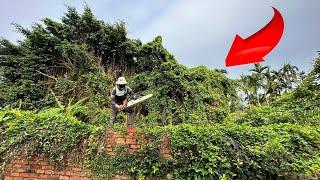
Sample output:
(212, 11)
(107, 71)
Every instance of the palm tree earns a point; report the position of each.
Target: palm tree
(258, 79)
(290, 76)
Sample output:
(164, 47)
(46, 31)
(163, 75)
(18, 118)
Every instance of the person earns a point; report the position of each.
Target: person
(119, 99)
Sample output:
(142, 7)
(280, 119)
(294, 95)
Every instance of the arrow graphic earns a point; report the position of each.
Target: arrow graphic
(258, 45)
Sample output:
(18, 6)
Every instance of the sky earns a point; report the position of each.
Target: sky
(196, 32)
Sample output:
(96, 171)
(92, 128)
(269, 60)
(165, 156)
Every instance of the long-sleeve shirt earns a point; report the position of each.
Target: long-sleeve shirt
(120, 99)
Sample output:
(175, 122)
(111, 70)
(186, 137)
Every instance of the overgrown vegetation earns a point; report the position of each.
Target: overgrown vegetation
(54, 99)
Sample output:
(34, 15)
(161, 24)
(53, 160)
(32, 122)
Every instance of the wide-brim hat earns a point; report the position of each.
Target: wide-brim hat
(121, 81)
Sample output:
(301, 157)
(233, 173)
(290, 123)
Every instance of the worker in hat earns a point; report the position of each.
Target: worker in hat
(119, 99)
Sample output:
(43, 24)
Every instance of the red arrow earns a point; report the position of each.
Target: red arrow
(255, 47)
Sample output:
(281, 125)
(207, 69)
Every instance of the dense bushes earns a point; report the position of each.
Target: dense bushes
(243, 152)
(197, 151)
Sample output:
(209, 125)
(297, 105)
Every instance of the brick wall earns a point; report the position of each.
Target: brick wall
(33, 168)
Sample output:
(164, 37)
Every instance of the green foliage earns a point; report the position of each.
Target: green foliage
(186, 95)
(72, 64)
(228, 150)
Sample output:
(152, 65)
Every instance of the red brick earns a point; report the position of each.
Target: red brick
(74, 178)
(61, 173)
(109, 149)
(15, 174)
(120, 140)
(8, 178)
(17, 178)
(133, 146)
(70, 173)
(43, 163)
(131, 141)
(47, 167)
(48, 172)
(42, 176)
(84, 178)
(53, 177)
(64, 177)
(39, 171)
(20, 170)
(76, 169)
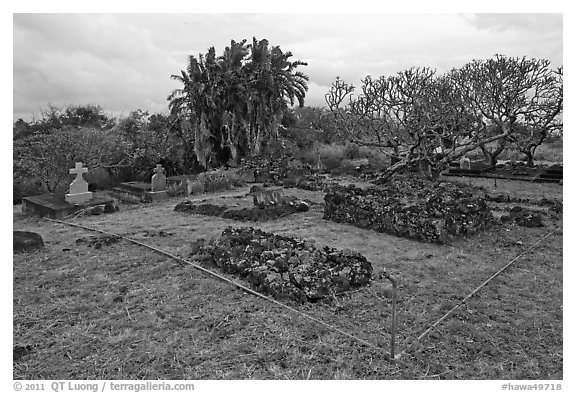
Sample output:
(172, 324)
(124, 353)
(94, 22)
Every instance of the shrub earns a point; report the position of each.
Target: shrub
(351, 151)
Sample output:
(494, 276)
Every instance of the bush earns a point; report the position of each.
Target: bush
(351, 151)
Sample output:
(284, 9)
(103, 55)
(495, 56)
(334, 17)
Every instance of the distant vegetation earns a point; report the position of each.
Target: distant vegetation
(241, 104)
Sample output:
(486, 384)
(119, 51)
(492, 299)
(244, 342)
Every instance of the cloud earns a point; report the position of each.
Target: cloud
(123, 62)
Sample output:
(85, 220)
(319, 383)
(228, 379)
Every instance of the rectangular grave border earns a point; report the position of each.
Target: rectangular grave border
(411, 208)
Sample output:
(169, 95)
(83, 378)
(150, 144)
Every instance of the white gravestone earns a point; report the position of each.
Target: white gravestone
(159, 179)
(79, 187)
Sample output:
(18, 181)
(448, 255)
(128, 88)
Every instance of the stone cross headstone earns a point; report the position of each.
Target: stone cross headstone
(79, 187)
(159, 179)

##############################

**Task description:**
Could the entries above be copied out exactly, with no pictures included?

**Reply:**
Sample output:
(212, 11)
(107, 71)
Every instance of the palm tree earns a point; report the position of each.
Target: palm tree
(258, 79)
(290, 76)
Sample output:
(164, 47)
(46, 31)
(163, 75)
(18, 118)
Every instance of the person earns a point; report the position of each.
Target: person
(119, 99)
Sample output:
(142, 7)
(280, 119)
(294, 95)
Every instance of the arrow graphic earns a point; report the position of each.
Target: arrow graphic
(258, 45)
Sample output:
(18, 6)
Every instance of the sky earns a point; report the position of each.
Target: sky
(196, 32)
Sample output:
(96, 171)
(92, 128)
(269, 60)
(165, 156)
Every instance of the long-sleeve shirt earns a point; report the position of each.
Target: long-sleeve shirt
(120, 99)
Sample output:
(175, 122)
(111, 70)
(186, 137)
Every instance of the overgrown vegetation earns a point; report the position of each.
Target: overgrown vegetation
(54, 99)
Sample output:
(34, 15)
(161, 24)
(53, 160)
(32, 122)
Every instance of the wide-brim hat earns a point; report the position of each.
Target: wide-brim hat
(121, 81)
Sample output:
(301, 157)
(233, 173)
(290, 123)
Every instance of the worker in hat earns a point; report the position of each.
Target: worker in hat
(119, 99)
Sample output:
(43, 24)
Every instance of the red arrow earns a point; report the position of each.
Target: red arrow
(255, 47)
Sample output:
(281, 125)
(207, 69)
Every instance of the dense bushes earns a point; report the position of each.
Target: dense bushes
(243, 152)
(197, 151)
Sample output:
(209, 125)
(297, 105)
Every instance of the brick wall earns a point; report the position of each.
Target: brick wall
(33, 168)
Sample output:
(164, 37)
Every instance of the green foliage earns a point; report the position of each.
Target: green foliage
(186, 95)
(72, 64)
(228, 150)
Sample output:
(152, 65)
Every instance of the red brick earns a point; report the position of each.
Target: red brick
(74, 178)
(61, 173)
(109, 149)
(15, 174)
(120, 140)
(8, 178)
(17, 178)
(133, 146)
(70, 173)
(43, 163)
(131, 141)
(47, 167)
(48, 172)
(42, 176)
(84, 178)
(53, 177)
(64, 177)
(39, 171)
(20, 170)
(76, 169)
Sample output:
(172, 324)
(124, 353)
(94, 22)
Every instance of the shrub earns a point; report the position of each.
Target: shrub
(351, 151)
Sample output:
(494, 276)
Every instance of the bush earns a point; report the position of each.
Target: bush
(351, 151)
Sample output:
(284, 9)
(103, 55)
(495, 56)
(334, 17)
Every instance of the distant vegetation earns a point; report the position of each.
Target: distant vegetation
(241, 104)
Sample output:
(486, 384)
(119, 51)
(492, 299)
(244, 342)
Every instance of the cloud earns a point; report the position of each.
Target: cloud
(123, 62)
Sample output:
(85, 220)
(319, 383)
(228, 379)
Every instance of the rectangular grave border earns a point; report the position of each.
Target: rectangular grave border
(411, 208)
Sample output:
(169, 95)
(83, 378)
(150, 144)
Every instance of the white gravestone earns a point; report the position of each.
Target: white gravestone
(159, 179)
(79, 187)
Sample output:
(18, 181)
(448, 255)
(128, 88)
Every instance of the stone cross headstone earns a point; report the position of each.
Target: stone cross headstone
(79, 187)
(159, 179)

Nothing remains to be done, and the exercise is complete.